## AIM OF THE EXERCISE
Search term "instance": please show all lines in the listing that contain it.

## RECORDS SHOWN
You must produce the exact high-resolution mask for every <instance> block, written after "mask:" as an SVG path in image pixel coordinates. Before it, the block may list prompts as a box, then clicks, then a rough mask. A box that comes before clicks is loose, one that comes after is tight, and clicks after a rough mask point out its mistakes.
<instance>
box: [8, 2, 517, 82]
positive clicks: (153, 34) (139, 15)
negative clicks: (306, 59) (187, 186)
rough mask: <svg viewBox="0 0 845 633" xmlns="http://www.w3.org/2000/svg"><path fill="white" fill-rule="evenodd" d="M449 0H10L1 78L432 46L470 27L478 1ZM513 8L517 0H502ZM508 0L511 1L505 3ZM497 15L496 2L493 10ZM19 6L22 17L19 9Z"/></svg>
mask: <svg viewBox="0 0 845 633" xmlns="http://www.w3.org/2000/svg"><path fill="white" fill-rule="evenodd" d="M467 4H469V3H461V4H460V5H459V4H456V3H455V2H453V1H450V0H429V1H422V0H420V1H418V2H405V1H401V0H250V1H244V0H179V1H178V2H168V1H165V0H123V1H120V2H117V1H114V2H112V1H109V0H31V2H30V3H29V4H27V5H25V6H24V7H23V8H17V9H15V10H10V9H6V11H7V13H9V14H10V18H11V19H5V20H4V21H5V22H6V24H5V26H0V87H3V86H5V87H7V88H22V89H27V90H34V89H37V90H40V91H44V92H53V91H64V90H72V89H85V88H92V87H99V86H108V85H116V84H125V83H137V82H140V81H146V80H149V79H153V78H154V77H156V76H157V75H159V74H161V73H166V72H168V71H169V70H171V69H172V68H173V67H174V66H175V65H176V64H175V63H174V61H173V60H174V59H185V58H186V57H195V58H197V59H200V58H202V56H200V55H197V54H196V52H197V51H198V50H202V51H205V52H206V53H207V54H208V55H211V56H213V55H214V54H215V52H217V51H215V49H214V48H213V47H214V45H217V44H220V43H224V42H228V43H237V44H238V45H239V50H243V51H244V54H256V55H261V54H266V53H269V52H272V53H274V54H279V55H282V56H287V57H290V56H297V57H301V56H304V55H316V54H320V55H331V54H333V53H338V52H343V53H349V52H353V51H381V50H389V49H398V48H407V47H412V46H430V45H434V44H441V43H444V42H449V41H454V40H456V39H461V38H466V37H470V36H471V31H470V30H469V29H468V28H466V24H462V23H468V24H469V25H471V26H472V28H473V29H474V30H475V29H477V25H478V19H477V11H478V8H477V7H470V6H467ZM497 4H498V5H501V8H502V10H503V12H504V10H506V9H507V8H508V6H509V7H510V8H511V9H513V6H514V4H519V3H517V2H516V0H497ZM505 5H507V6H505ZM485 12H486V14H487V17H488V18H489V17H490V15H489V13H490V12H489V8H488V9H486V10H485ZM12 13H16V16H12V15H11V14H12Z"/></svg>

## SOLVED PROBLEM
You must produce the exact high-resolution mask for every <instance> block, written after "mask:" as an SVG path in image pixel coordinates. Before it, the block may list prompts as a box, then clicks, then a rough mask. A box that comes before clicks is loose, one that comes after is tight, and clicks after a rough mask point out its mistakes.
<instance>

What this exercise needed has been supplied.